» **Stored data**:
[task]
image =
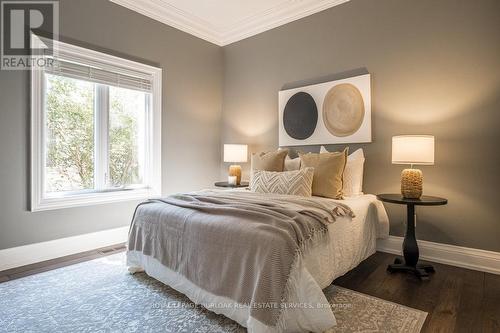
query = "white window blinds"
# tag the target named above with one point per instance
(111, 75)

» **GIVEN PROBLEM**:
Please rewrite the entries above, substituting "beige" for "white" and keeping everything else the same. Leave the pictures out of your answer.

» **TASK OUTPUT**:
[task]
image =
query = "beige window blinds"
# tag the target named above with one point per instance
(111, 75)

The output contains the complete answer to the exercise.